WHAT YOU SHOULD DO: Rewrite the following records as a numbered list, omitting any blank lines.

Records from a collection:

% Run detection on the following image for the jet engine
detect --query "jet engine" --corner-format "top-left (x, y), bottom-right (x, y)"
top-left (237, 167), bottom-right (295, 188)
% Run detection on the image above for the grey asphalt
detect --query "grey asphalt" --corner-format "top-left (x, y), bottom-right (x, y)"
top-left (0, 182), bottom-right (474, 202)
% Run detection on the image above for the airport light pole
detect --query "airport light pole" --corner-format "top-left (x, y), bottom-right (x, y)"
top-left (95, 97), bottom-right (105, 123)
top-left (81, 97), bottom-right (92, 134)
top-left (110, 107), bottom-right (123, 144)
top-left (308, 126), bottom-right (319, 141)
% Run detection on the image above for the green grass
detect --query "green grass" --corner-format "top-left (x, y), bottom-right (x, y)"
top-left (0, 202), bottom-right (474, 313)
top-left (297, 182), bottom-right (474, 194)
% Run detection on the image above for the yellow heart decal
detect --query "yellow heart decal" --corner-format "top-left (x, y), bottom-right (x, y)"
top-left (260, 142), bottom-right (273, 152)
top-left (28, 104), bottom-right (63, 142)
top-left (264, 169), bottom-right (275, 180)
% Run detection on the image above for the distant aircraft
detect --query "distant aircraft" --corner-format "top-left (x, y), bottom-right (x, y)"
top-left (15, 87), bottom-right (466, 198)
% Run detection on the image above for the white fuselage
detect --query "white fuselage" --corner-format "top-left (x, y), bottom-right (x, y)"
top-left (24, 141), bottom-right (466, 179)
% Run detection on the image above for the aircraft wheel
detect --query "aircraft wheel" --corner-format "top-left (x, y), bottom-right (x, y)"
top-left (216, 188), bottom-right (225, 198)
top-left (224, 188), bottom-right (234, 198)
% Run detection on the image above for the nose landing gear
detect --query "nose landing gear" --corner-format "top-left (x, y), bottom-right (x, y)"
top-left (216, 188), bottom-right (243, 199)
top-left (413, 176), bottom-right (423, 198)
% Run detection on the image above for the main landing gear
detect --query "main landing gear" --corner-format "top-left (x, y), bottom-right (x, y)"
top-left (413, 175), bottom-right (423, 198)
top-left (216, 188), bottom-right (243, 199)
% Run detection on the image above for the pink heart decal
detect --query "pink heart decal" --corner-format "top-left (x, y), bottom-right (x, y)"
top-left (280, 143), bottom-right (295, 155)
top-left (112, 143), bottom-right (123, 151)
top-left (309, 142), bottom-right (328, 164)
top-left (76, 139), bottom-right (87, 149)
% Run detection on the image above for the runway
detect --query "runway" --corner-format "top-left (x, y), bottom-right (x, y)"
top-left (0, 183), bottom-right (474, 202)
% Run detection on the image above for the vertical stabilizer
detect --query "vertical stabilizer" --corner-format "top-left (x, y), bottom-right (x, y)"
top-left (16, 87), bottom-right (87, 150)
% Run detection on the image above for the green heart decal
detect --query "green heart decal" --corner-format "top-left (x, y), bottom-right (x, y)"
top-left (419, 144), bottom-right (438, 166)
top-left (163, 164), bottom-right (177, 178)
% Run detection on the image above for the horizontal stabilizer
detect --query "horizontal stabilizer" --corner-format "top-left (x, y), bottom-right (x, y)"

EXERCISE RESPONSE:
1. % Run detection on the following image for the jet engine
2. detect --query "jet engine" --corner-format "top-left (x, y), bottom-right (x, y)"
3. top-left (237, 167), bottom-right (295, 188)
4. % Run detection on the image above for the grey asphalt
5. detect --query "grey asphalt" --corner-format "top-left (x, y), bottom-right (x, y)"
6. top-left (0, 182), bottom-right (474, 202)
7. % Run detection on the image above for the airport light pole
8. detect --query "airport light pole" --corner-format "top-left (x, y), bottom-right (x, y)"
9. top-left (95, 97), bottom-right (105, 123)
10. top-left (81, 97), bottom-right (92, 134)
11. top-left (110, 107), bottom-right (123, 144)
12. top-left (308, 126), bottom-right (319, 141)
13. % Run detection on the image above for the green grass
14. detect --query "green grass" --corner-format "top-left (x, y), bottom-right (x, y)"
15. top-left (0, 202), bottom-right (474, 313)
16. top-left (297, 182), bottom-right (474, 194)
17. % Run detection on the image above for the yellow heart decal
18. detect --query "yellow heart decal" --corner-format "top-left (x, y), bottom-right (x, y)"
19. top-left (260, 142), bottom-right (273, 152)
20. top-left (28, 104), bottom-right (63, 142)
21. top-left (264, 169), bottom-right (275, 180)
22. % Run detection on the image above for the distant aircraft
23. detect --query "distant aircraft" --corner-format "top-left (x, y), bottom-right (x, y)"
24. top-left (15, 87), bottom-right (466, 198)
25. % Run detection on the image above for the white fuselage
26. detect --query "white fuselage" --corner-format "top-left (x, y), bottom-right (x, y)"
27. top-left (24, 141), bottom-right (466, 179)
28. % Run detection on the image above for the aircraft wheel
29. detect --query "aircraft wheel" --corner-format "top-left (x, y), bottom-right (x, y)"
30. top-left (216, 188), bottom-right (225, 198)
31. top-left (224, 188), bottom-right (234, 198)
32. % Run detection on the image above for the nose landing gear
33. detect --query "nose landing gear" --corner-format "top-left (x, y), bottom-right (x, y)"
34. top-left (216, 188), bottom-right (243, 199)
35. top-left (413, 176), bottom-right (423, 198)
36. % Run detection on the image above for the main landing gear
37. detect --query "main landing gear" --corner-format "top-left (x, y), bottom-right (x, y)"
38. top-left (413, 175), bottom-right (423, 198)
39. top-left (216, 188), bottom-right (243, 199)
40. % Run detection on the image above for the pink heart decal
41. detect --query "pink heart decal" --corner-format "top-left (x, y), bottom-right (x, y)"
42. top-left (280, 143), bottom-right (295, 155)
43. top-left (112, 143), bottom-right (123, 151)
44. top-left (309, 142), bottom-right (328, 164)
45. top-left (76, 139), bottom-right (87, 149)
46. % Run detection on the image above for the runway
47. detect --query "runway" --corner-format "top-left (x, y), bottom-right (x, y)"
48. top-left (0, 183), bottom-right (474, 202)
49. % Run detection on the image above for the vertical stabilizer
50. detect --query "vertical stabilizer" --corner-format "top-left (x, y), bottom-right (x, y)"
51. top-left (16, 87), bottom-right (87, 150)
52. % Run detection on the image above for the green heart decal
53. detect --query "green heart decal" --corner-format "top-left (x, y), bottom-right (x, y)"
54. top-left (419, 144), bottom-right (438, 166)
55. top-left (163, 164), bottom-right (177, 178)
56. % Run detection on the image above for the horizontal stabilizer
57. detect --query "horizontal stabilizer" --corner-format "top-left (x, y), bottom-right (x, y)"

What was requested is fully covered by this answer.